→ **Exercise requirements**
Reproduce the records below exactly, with nothing altered.

[Dataset records]
═══

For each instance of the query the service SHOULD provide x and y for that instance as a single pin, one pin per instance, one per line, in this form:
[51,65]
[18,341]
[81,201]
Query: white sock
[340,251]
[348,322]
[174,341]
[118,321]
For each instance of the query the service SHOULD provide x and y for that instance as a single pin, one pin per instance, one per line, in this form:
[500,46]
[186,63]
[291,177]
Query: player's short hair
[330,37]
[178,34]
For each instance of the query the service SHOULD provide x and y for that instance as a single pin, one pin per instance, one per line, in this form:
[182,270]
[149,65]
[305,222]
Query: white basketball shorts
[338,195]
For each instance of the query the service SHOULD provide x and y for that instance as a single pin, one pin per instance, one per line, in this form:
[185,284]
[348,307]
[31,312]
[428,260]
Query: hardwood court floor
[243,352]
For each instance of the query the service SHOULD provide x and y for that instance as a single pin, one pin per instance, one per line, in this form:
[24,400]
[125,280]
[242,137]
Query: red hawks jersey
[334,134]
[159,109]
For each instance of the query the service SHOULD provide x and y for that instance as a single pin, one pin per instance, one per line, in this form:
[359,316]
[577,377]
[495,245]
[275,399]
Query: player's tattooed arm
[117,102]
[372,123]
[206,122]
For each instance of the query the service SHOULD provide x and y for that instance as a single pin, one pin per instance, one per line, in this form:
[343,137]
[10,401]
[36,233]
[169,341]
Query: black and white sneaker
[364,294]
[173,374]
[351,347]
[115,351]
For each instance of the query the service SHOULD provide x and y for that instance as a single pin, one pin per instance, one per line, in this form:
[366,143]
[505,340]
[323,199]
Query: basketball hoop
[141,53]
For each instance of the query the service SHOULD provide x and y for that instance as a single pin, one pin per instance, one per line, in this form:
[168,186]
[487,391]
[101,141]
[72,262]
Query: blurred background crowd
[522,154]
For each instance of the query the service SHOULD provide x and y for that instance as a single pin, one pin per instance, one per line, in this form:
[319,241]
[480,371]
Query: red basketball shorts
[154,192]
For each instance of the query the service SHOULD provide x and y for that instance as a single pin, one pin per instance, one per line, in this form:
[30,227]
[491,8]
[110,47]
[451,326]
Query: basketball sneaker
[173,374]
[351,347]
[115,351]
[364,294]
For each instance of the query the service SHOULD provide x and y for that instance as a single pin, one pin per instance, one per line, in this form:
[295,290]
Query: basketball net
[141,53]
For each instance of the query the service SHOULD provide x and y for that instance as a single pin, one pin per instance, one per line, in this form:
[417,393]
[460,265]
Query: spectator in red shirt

═══

→ **Output of the exercise**
For each instance of the query the service SHOULD provide x and y for that instance as a single pin, one pin per instance, one per line, in this form:
[51,65]
[18,341]
[81,201]
Query: white sock
[340,251]
[348,322]
[174,341]
[118,321]
For each instance of the query the service SHOULD provide x and y for that instance as a single pin, one pin per instance, one per line, in this form:
[500,46]
[186,63]
[291,177]
Query: player's short hair
[330,37]
[178,34]
For each instance of the query the service SHOULD provide x and y for that instance as a single pin, one pin per instance, one per line, in this form:
[182,270]
[149,65]
[305,222]
Query: white basketball shorts
[338,195]
For each instance of the query the service SHOULD provide x and y for that instance as a single pin, one pin per instance, one per line, in this form:
[185,284]
[348,307]
[31,312]
[428,260]
Query: hardwood court floor
[243,352]
For each instance of the query the service SHOULD provide x and y for that instance as a single pin, one pin per instance, one per line, in this form:
[24,400]
[125,280]
[242,137]
Query: red hawks jersey
[334,134]
[159,109]
For each instance of the query the service SHOULD provide x and y for that instance as a single pin, one pin per instance, one per line, in this form:
[359,316]
[577,377]
[495,245]
[275,399]
Query: player's tattooed arm
[117,102]
[372,123]
[206,122]
For each instance of the query the service SHOULD provide x and y for that instance as a single pin, one pin per instance, one per line, in this form:
[343,137]
[10,401]
[36,233]
[169,341]
Query: black and white sneaker
[364,294]
[173,374]
[351,347]
[115,351]
For each instance of the query the service SHOULD provide x and y for that instance as a single pin, one pin per instance, one per line, in this form:
[366,143]
[505,340]
[323,199]
Query: basketball hoop
[141,53]
For each instance of the query the service SHOULD provide x and y for that instance as a single pin, one pin per instance, one per line, in this form:
[168,186]
[487,391]
[101,141]
[72,262]
Query: blurred background crowd
[522,154]
For each instance of the query the service SHOULD provide x and y for that instance as a single pin, one pin per instance, one per line, in this form:
[319,241]
[480,371]
Query: red basketball shorts
[154,192]
For each instance of the query the service SHOULD provide x and y for that instance as a single pin, one pin per instance, one per line, in this form:
[30,227]
[491,8]
[110,47]
[451,326]
Query: basketball sneaker
[173,374]
[351,347]
[115,351]
[364,294]
For each instance of the query the service SHOULD provide x and y for that instance as a single pin, one pin per instance, one per line, in this form:
[295,290]
Query: basketball net
[141,53]
For each instance of the query the service SHOULD provide x and y for that instance as a single pin, one pin per instance, one per line, in this form:
[417,393]
[460,265]
Query: spectator in red shirt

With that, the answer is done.